So the idea is that the names of all functions with public linkage
within test_decoding (their symbols) have magical significance, and
that the core system resolve those magic symbols dynamically. I'm not
aware of this pattern appearing anywhere else within Postgres.
Furthermore, it seems kind of short sighted. Have we not painted
ourselves into a corner with regard to using multiple plugins at once?
This doesn't seem terribly unreasonable, if for example we wanted to
use test_decoding in production to debug a problem, while running a
proper logical replication system and some other logical change-set
consumer in tandem. Idiomatic use of “hooks” allows multiple plugins
to be called for the same call of the authoritative hook by the core
system, as for example when using auto_explain and pg_stat_statements
at the same time. Why not just use hooks? It isn't obvious that you
shouldn't be able to do this. The signature of the function
pg_decode_change (imposed by the function pointer typedef
LogicalDecodeChangeCB) assumes that everything should go through a
passed StringInfo, but I have a hard time believing that that's a good
idea.

- TASK LIST:
[a] In the test_decoding passage, which two modules are given as an example of using hooks with multiple plugins at the same time?
[b] Copy the test_decoding passage from "So the idea" to "else within Postgres.".
[c] Write a continuation of the test_decoding passage, starting after its last sentence.

- DATASET ENTRIES:
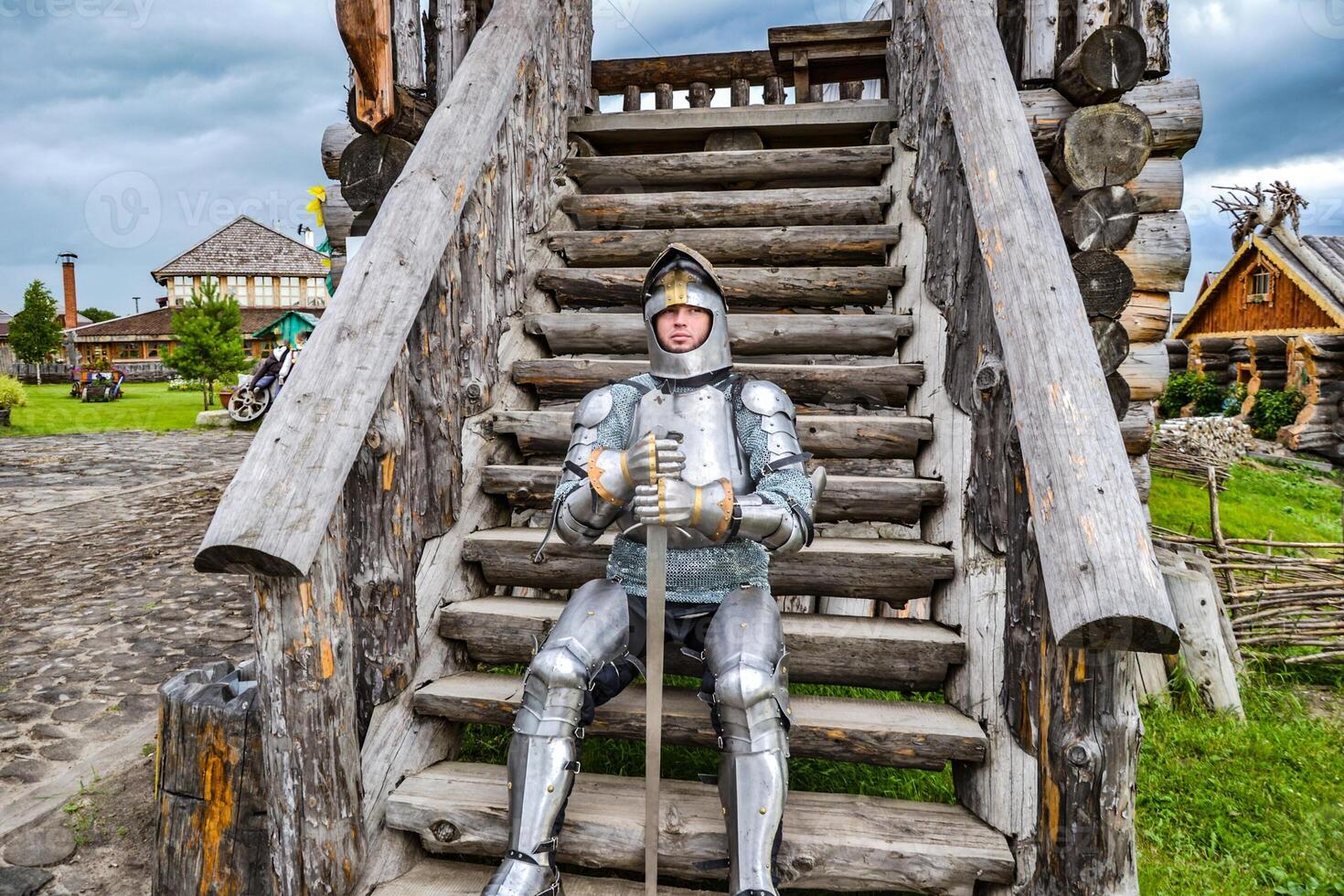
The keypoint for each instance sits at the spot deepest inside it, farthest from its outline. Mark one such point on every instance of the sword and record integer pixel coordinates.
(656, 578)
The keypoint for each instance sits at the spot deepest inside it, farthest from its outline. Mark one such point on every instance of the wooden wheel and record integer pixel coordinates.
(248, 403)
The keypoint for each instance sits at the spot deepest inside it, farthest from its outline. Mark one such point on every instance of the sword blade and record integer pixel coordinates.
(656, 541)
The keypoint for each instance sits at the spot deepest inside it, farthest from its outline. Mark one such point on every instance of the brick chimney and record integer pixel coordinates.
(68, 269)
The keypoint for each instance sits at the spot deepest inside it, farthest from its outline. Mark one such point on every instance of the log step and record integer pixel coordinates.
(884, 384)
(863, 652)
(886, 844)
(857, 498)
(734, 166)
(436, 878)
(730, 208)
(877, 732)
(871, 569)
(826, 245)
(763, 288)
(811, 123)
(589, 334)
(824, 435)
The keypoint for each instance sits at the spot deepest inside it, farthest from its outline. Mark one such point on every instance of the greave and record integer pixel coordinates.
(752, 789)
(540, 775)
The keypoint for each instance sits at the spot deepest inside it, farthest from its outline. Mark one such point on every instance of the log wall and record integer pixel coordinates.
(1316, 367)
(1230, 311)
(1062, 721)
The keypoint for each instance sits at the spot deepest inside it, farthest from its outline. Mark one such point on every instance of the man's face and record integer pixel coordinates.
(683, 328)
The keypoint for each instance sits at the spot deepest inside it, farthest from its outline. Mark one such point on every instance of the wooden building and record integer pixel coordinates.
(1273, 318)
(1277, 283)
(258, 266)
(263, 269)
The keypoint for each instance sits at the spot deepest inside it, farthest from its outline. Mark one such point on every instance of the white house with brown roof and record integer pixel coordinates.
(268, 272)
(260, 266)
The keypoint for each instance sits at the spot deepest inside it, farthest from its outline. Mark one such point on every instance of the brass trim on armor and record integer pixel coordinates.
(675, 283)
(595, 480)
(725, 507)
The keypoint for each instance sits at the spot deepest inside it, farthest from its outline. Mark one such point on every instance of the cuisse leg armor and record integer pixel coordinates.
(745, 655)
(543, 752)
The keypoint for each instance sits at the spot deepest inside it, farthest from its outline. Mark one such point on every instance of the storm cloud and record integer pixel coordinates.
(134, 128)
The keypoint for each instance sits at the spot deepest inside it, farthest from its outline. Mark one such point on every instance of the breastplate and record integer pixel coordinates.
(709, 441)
* * *
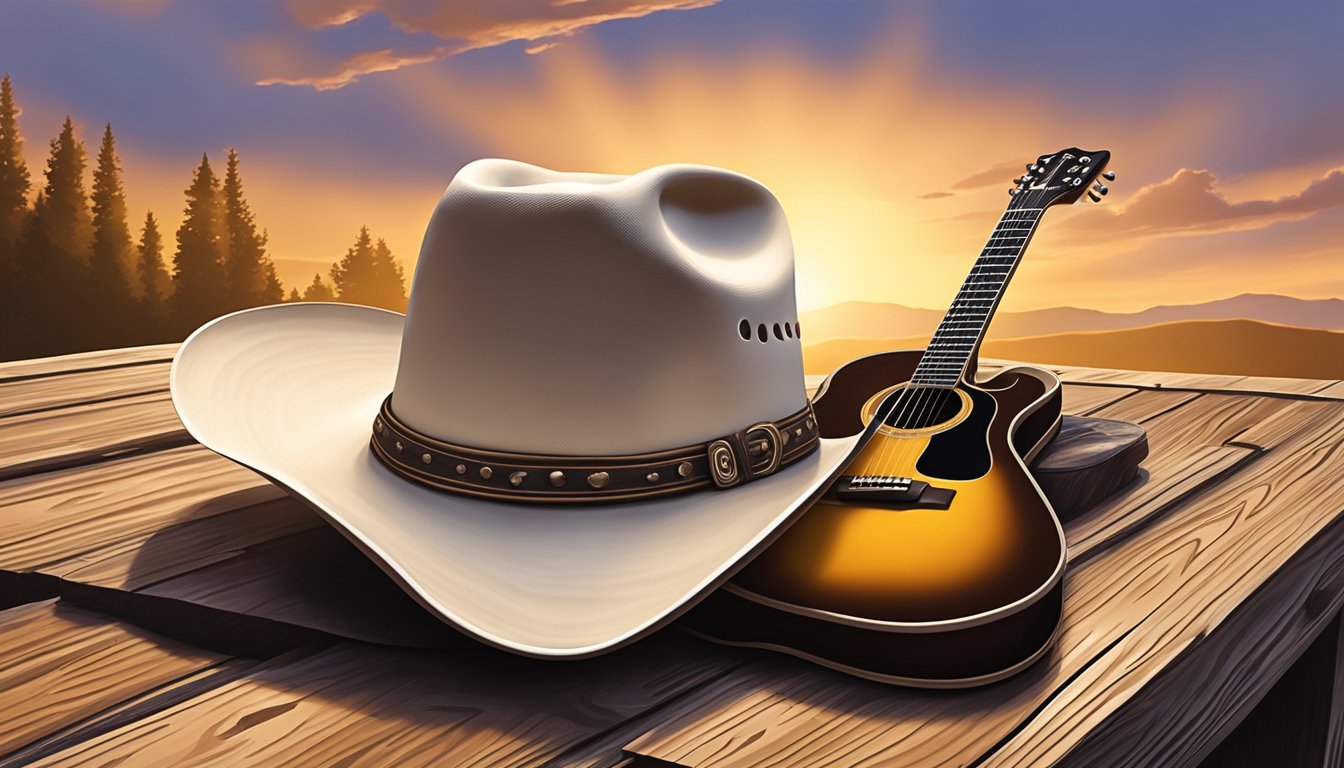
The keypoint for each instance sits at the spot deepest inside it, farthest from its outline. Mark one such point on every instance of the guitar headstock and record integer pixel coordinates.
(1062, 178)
---
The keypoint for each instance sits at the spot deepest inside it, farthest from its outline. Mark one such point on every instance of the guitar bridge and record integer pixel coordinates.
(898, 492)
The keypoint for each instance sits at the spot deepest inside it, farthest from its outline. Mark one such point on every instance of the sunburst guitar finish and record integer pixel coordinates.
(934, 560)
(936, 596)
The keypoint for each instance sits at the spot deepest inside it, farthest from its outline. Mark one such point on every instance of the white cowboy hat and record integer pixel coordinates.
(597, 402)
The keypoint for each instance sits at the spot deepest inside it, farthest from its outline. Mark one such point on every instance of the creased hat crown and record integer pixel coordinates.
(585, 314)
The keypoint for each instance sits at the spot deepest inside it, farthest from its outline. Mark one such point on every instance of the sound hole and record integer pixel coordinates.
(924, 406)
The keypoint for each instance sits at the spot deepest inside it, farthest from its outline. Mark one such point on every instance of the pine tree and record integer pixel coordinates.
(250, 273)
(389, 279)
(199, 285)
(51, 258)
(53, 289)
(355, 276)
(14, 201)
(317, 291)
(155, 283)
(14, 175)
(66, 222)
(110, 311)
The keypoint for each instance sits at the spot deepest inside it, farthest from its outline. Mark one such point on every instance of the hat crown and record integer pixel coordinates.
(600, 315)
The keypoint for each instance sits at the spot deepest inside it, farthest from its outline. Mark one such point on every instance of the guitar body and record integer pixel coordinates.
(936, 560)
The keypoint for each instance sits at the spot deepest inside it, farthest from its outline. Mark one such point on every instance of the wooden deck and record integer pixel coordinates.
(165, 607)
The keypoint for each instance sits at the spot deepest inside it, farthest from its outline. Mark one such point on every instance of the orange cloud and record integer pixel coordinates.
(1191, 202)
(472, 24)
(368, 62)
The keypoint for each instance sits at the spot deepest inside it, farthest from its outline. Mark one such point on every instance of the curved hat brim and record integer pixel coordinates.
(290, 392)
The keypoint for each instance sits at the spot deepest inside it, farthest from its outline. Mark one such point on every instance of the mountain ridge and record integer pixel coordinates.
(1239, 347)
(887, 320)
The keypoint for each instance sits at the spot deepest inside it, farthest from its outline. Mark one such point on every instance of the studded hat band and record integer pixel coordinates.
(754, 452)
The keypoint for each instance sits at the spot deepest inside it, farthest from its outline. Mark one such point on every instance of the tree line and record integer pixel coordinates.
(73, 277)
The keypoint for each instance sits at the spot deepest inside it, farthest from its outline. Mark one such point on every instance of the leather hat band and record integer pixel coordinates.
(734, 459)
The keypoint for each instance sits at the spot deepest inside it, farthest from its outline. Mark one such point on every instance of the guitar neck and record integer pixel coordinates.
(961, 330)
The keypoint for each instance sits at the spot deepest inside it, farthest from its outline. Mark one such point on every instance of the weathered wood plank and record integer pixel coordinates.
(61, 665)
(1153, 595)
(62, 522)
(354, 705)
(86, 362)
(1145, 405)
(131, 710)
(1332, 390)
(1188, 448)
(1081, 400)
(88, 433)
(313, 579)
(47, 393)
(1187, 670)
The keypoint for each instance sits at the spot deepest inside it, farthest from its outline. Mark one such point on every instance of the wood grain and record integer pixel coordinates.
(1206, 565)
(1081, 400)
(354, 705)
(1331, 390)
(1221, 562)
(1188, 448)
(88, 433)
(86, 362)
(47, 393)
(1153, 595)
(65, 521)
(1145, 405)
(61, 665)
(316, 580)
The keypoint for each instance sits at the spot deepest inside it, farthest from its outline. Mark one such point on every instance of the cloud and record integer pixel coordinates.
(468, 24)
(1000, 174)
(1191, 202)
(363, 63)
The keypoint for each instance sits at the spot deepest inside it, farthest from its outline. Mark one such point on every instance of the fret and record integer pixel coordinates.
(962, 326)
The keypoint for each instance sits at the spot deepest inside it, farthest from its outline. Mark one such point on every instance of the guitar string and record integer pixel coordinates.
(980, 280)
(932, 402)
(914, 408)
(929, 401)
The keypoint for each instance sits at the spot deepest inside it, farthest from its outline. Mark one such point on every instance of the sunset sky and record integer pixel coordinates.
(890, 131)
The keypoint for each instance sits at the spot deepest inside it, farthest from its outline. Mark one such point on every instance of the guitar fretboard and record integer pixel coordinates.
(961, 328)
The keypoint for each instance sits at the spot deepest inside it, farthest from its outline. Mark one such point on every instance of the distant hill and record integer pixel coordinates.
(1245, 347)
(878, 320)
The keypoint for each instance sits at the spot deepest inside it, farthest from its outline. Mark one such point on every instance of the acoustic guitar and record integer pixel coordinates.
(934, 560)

- EXPECTED RESULTS:
[a] auto_explain and pg_stat_statements

[b]
So the idea is that the names of all functions with public linkage
within test_decoding (their symbols) have magical significance, and
that the core system resolve those magic symbols dynamically. I'm not
aware of this pattern appearing anywhere else within Postgres.

[c]
It's like your plugin functions as a way of filtering reorder buffers.
It's not as if the core system just passes logical change-sets off, as
one might expect. It is actually the case that clients have to connect
to the server in replication mode, and get their change-sets (as
filtered by their plugin) streamed by a walsender over the wire
protocol directly. What of making changeset subscribers generic
abstractions? Again, maybe you don't have to do anything with the
StringInfo, but that is far from clear from the extant code and
documentation.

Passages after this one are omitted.